• Yazılı görev a: Satırlarda "Indicate one point for each instance of the green" geçen satırdan başlayıp "(1038, 460)" geçen satır da dahil olmak üzere o aradaki satırları olduğu gibi aktarın.

• Alıntı metin:

◇ ◇ ◇ ◇

Bu durumda; ihalenin yapıldığı tarihteki koşullar ve yaşanan olaylardan hareketle rekabet koşullarının oluşmasına engel olan davranışların bulunduğu kanaatiyle ve o tarihte yaşanan olaylara ilişkin olarak yürütülen Savcılık soruşturmasının etkisiyle, ihale komisyonu tarafından, rekabet ortamının oluşmadığı gerekçesiyle ihalenin iptal edilmesinde, dolayısıyla ihalenin iptali kararına karşı yapılan itirazen şikâyet başvurusu üzerine iddiaların yerinde bulunmadığı yönünde verilen dava konusu 03.04.2006 tarih ve 2006/UY.Z-859 sayılı Kamu İhale Kurulu kararında hukuka aykırılık görülmediğinden, davanın reddi gerekirken dava konusu Kurul kararının iptali .yolunda hüküm kuran İdare Mahkemesi kararında hukukî isabet bulunmamaktadır.

◇ ◇ ◇ ◇

• Kayıt satırları:
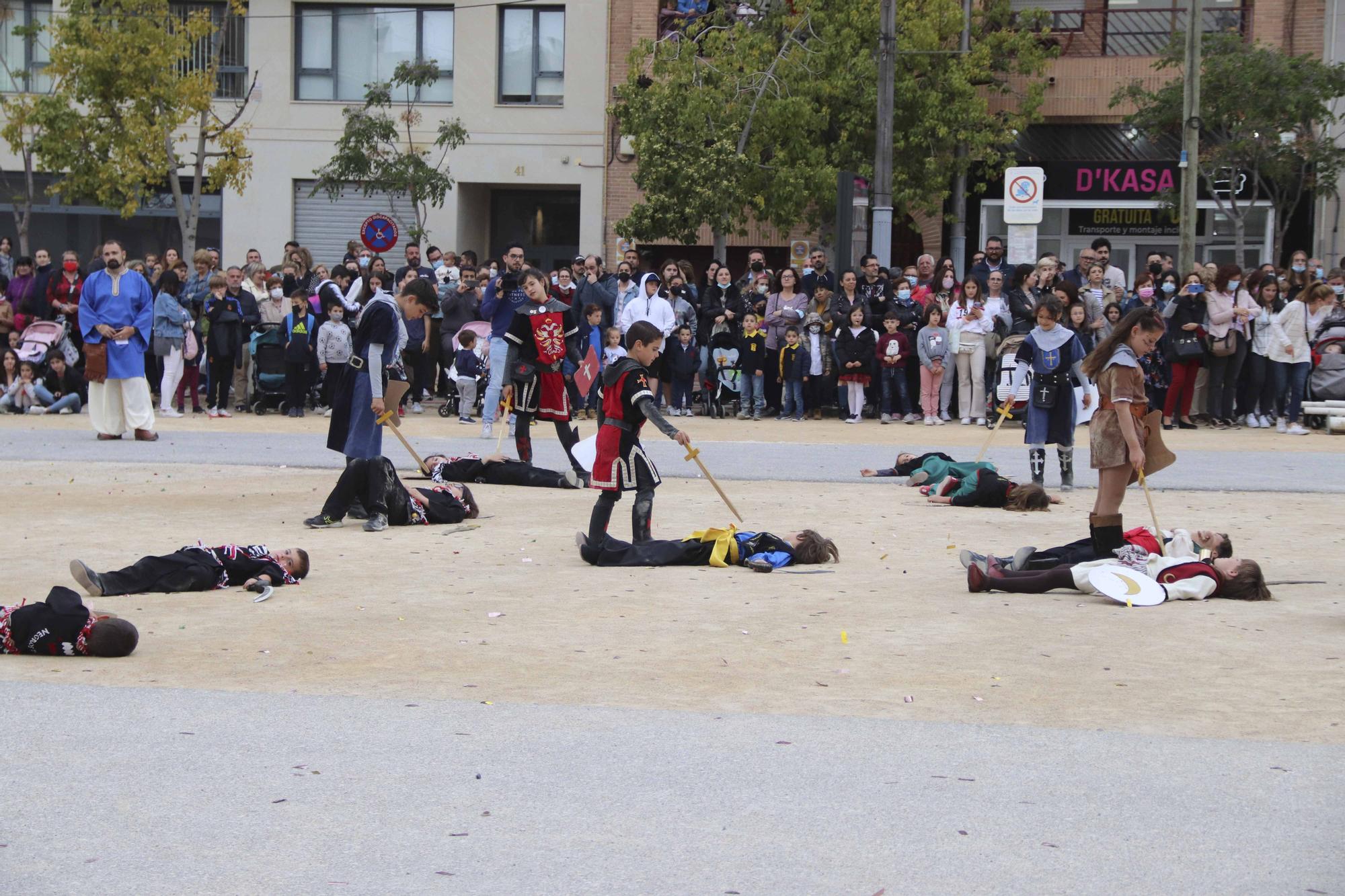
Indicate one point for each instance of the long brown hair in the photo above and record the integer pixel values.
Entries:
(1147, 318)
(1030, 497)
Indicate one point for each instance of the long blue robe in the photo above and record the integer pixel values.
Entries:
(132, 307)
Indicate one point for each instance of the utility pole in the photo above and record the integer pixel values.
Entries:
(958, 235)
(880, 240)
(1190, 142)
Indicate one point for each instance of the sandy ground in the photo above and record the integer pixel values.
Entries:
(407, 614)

◇ ◇ ◇ ◇

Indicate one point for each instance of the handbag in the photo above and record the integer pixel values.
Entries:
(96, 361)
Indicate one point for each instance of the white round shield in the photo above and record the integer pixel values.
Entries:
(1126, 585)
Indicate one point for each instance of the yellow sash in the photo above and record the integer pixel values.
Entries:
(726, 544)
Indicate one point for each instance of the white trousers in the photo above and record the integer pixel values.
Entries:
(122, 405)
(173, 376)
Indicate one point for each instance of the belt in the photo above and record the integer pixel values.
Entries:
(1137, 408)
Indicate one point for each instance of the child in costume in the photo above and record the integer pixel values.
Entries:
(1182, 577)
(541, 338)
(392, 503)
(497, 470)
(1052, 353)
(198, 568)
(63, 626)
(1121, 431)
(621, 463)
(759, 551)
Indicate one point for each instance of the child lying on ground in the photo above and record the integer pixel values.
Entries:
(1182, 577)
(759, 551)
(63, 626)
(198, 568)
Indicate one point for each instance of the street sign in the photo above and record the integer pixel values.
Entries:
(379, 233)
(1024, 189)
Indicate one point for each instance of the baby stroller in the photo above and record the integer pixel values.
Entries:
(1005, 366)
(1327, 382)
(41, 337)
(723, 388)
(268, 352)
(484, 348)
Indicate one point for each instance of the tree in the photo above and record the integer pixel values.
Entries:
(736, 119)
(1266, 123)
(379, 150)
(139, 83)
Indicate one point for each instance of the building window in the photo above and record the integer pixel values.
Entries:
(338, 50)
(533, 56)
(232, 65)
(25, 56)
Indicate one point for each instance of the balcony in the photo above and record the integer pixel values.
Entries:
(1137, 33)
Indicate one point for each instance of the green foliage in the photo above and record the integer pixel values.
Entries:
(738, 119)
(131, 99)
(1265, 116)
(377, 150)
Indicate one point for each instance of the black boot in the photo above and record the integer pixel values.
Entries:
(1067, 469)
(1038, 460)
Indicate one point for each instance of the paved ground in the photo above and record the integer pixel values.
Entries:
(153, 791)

◇ ◇ ◇ ◇

• Yazılı görev b: Alıntı metinde adı geçen kurum ve kurulları, metindeki sırasıyla yazın.

• Örnek cevap a:
Indicate one point for each instance of the green foliage in the photo above and record the integer pixel values.
Entries:
(738, 119)
(131, 99)
(1265, 116)
(377, 150)
Indicate one point for each instance of the black boot in the photo above and record the integer pixel values.
Entries:
(1067, 469)
(1038, 460)

• Örnek cevap b:
Savcılık
ihale komisyonu
Kamu İhale Kurulu
İdare Mahkemesi